→ **Task item**:
From the listing below, pull each line that includes "loader".

→ **Input**:

__________

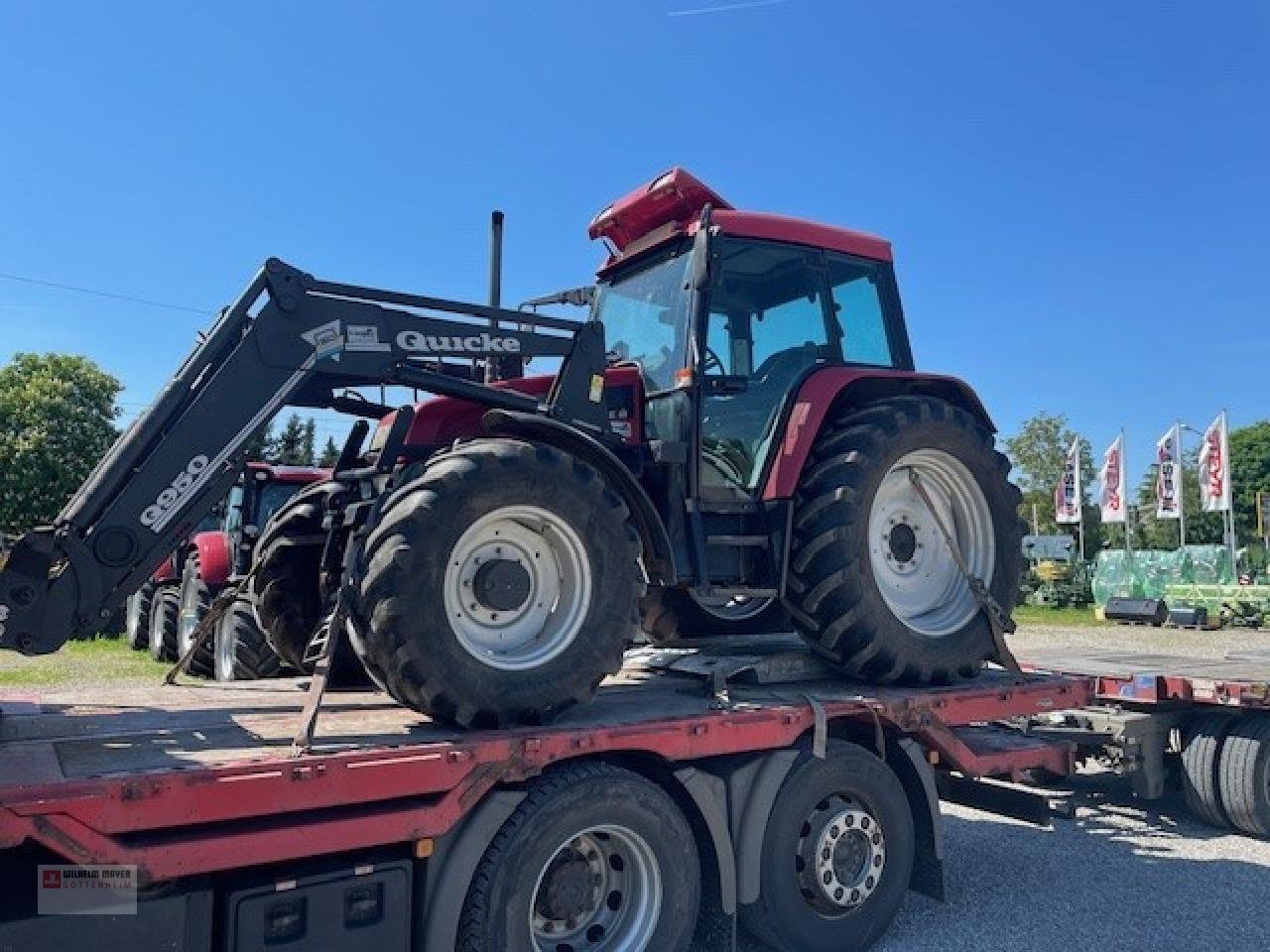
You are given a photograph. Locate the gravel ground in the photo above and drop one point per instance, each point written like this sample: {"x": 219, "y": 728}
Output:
{"x": 1134, "y": 638}
{"x": 1116, "y": 876}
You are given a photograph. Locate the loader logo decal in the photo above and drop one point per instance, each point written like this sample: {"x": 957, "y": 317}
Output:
{"x": 483, "y": 343}
{"x": 155, "y": 516}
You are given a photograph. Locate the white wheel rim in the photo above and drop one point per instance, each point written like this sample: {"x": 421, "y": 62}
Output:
{"x": 553, "y": 557}
{"x": 841, "y": 856}
{"x": 912, "y": 566}
{"x": 731, "y": 608}
{"x": 601, "y": 890}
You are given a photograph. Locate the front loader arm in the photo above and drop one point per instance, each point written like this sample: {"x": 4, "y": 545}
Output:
{"x": 287, "y": 335}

__________

→ **Written reply**:
You are given a photograph. Locate the loader logo decal in the photo above and drop one point per instance, each point written like this sample: {"x": 957, "y": 317}
You are given a photograph. Locate the front loader arm in the photo above and drop one point per instance, each point written like this sample: {"x": 4, "y": 545}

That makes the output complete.